▶ [Selection]:
%%
Reach Us

CloudifyOps Mini-blog series: Automating Snapshot and AMI Cleanup with AWS Lambda

In today’s fast-paced cloud computing environments, managing resources like Amazon Elastic Block Store (EBS) snapshots and Amazon Machine Images (AMIs) is crucial to optimize costs, improve security, and maintain overall system health. In this blog post, we will explore how to leverage AWS Lambda, CloudWatch Events, and smart tagging strategies to automate the process of identifying and cleaning up unused snapshots and AMIs, leading to better resource utilization and efficient cloud infrastructure.

Understanding the Problem:

  • The Importance of Resource Cleanup: Over time, cloud environments can accumulate a significant number of unused or outdated snapshots and AMIs. These resources not only consume valuable storage space but also lead to unnecessary costs.
  • Challenges of Manual Management: Manually identifying and deleting unused snapshots and AMIs can be time-consuming, error-prone, and might lead to overlooking important resources.
  • The Role of Automation: Automation empowers organizations to streamline resource management, reduce operational overhead, and ensure compliance with best practices.
  • The Importance of Tagging: Resources proliferate at a staggering pace on the cloud. Keeping tabs on every virtual asset becomes a challenge of its own. Tags play an important role in filtering resources. This brings more visibility to resource utilization and timely clean-up.

Lambda Implementation with Python:

AWS Lambda, a cornerstone of serverless computing, will be our instrument of choice to tackle the problem, and we’ll wield the power of the Python programming language to script our cleanup logic.

1. Environment Setup: Begin by creating a new Lambda function, either via the AWS Management Console or by programmatically using the AWS CLI. Ensure that you specify Python as the runtime environment for the function.

2. Writing the Lambda Function: With the stage set, it’s time to craft the heart of our operation—the Lambda function’s Python code. This code will execute the essential cleanup tasks, identifying unused snapshots and AMIs based on predefined criteria. To interact with AWS services, we’ll harness the power of the AWS SDK for Python, better known as Boto3. The logic encapsulated within this code will initiate the deletion and deregistration processes, efficiently freeing up valuable resources. Below is the python code to determine and delete unwanted snapshots and AMI’s.

import os
import boto3
import botocore
from datetime import datetime, timedelta, timezone

def datetime_handler(x):
    if isinstance(x, datetime):
        return x.isoformat()
    elif isinstance(x, str):
        return x  # Already a string
    raise TypeError("Unknown type")

def lambda_handler(event, context):
    ec2_client = boto3.client('ec2')

    # Get the number of days from environment variable (default to 30)
%%
▶ [Stored items from a collection]:
%%
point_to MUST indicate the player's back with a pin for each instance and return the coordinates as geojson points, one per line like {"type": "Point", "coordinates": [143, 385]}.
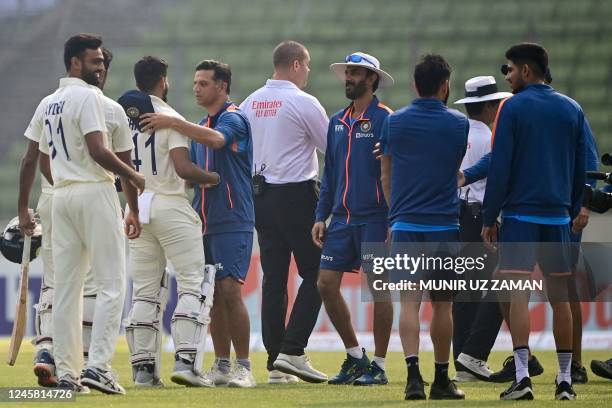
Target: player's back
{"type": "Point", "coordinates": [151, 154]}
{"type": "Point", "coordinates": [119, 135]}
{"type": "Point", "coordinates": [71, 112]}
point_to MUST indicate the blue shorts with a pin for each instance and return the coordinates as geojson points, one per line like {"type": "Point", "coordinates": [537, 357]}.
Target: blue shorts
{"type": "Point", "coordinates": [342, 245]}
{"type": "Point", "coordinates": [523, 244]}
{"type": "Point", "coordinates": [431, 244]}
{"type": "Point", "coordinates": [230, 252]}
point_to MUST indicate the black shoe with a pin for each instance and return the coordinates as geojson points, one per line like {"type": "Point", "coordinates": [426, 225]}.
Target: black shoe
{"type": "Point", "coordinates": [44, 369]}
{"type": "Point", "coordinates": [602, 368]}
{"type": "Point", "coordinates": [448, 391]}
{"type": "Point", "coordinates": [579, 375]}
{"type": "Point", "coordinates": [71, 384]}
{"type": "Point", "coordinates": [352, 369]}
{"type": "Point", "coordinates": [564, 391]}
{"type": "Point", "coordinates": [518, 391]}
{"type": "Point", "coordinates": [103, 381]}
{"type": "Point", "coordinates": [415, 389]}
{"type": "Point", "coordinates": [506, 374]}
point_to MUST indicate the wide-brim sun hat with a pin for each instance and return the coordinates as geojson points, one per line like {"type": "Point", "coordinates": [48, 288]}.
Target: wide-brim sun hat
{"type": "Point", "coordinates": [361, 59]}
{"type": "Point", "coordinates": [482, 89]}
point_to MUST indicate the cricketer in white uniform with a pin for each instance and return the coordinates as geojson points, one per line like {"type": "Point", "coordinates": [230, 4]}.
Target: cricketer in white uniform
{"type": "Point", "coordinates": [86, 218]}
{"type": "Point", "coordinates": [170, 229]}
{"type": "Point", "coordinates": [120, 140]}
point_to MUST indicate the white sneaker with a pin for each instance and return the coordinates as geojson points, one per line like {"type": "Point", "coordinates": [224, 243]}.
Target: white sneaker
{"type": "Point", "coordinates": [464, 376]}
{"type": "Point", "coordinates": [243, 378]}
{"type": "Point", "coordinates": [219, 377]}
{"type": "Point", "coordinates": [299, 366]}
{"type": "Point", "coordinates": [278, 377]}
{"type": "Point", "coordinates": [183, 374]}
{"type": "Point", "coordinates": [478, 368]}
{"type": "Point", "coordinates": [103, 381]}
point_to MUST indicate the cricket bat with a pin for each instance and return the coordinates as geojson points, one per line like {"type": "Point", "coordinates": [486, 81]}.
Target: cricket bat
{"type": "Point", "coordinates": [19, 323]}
%%
%%
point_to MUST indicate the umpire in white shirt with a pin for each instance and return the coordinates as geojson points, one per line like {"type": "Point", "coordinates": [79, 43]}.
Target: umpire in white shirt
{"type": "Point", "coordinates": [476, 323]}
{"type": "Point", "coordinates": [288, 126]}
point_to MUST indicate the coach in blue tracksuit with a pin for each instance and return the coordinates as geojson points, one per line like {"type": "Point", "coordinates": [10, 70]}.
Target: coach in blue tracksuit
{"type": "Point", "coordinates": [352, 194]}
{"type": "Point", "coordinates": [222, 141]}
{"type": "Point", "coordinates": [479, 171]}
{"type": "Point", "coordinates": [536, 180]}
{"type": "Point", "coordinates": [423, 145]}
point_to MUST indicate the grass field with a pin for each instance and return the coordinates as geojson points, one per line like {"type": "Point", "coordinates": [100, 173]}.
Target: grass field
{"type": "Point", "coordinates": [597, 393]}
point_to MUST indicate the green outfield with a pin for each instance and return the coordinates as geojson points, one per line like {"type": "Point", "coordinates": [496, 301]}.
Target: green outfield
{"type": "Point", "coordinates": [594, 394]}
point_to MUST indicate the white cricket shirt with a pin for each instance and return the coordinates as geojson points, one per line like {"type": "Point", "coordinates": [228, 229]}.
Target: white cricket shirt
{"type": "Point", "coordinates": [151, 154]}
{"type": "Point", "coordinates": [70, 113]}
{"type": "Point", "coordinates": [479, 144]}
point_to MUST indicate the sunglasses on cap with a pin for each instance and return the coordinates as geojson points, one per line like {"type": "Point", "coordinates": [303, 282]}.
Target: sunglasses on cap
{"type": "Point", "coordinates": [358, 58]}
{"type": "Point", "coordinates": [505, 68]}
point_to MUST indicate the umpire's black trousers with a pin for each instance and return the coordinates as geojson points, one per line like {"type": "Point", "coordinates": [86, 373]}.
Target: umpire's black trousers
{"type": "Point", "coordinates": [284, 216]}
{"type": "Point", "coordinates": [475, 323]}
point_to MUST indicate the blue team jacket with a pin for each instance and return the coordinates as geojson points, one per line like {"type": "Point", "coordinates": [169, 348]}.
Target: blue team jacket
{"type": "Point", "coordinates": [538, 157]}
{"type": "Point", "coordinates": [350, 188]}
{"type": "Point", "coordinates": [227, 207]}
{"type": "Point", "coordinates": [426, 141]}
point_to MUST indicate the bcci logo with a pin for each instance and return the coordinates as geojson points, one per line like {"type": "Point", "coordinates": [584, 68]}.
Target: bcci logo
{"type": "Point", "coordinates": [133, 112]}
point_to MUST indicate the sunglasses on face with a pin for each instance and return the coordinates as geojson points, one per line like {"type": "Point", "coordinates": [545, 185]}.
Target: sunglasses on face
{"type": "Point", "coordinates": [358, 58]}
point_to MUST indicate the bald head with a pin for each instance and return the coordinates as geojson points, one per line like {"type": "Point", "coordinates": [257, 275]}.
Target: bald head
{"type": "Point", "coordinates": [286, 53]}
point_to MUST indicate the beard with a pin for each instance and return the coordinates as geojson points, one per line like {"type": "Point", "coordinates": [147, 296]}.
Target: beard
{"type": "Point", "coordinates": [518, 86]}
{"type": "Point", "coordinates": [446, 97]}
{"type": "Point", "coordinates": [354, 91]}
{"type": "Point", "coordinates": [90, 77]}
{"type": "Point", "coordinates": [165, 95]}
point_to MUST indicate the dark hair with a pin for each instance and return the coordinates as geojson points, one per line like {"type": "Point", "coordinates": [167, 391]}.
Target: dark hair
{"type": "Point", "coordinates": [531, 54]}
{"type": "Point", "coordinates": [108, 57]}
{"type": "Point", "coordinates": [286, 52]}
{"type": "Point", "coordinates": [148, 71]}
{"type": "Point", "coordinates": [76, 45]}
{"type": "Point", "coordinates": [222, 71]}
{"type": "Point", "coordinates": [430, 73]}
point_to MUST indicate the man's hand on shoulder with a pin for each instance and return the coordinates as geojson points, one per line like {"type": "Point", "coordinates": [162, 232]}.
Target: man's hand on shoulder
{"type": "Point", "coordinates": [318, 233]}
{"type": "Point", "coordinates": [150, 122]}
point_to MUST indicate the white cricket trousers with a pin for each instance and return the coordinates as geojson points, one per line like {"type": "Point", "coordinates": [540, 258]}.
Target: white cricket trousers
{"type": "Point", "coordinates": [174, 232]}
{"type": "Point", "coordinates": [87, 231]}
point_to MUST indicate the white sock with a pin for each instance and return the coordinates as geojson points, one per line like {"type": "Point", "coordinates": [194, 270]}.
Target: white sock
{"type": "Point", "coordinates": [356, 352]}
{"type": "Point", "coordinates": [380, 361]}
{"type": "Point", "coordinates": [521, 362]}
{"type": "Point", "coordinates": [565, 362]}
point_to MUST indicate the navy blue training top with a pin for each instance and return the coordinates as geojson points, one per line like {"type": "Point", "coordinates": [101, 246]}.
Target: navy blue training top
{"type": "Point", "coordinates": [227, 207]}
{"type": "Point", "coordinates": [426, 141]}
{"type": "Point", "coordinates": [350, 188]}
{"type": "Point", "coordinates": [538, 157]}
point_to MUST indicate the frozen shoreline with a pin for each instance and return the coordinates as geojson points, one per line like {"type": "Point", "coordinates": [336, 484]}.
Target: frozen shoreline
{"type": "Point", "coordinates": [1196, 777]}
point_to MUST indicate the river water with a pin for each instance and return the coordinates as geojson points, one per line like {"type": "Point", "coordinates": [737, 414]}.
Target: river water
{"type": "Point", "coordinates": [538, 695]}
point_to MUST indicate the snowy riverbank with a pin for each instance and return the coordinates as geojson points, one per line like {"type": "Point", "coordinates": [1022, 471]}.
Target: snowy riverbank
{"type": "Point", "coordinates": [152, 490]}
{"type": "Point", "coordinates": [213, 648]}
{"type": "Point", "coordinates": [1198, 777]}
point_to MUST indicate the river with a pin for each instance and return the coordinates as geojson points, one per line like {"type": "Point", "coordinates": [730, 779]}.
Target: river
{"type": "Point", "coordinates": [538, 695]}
%%
▶ [What is expected]:
Duplicate the passage of the AWS cleanup post starting with "In today’s fast-paced" and going on through "to unnecessary costs.".

▶ [Response]:
In today’s fast-paced cloud computing environments, managing resources like Amazon Elastic Block Store (EBS) snapshots and Amazon Machine Images (AMIs) is crucial to optimize costs, improve security, and maintain overall system health. In this blog post, we will explore how to leverage AWS Lambda, CloudWatch Events, and smart tagging strategies to automate the process of identifying and cleaning up unused snapshots and AMIs, leading to better resource utilization and efficient cloud infrastructure.

Understanding the Problem:

  • The Importance of Resource Cleanup: Over time, cloud environments can accumulate a significant number of unused or outdated snapshots and AMIs. These resources not only consume valuable storage space but also lead to unnecessary costs.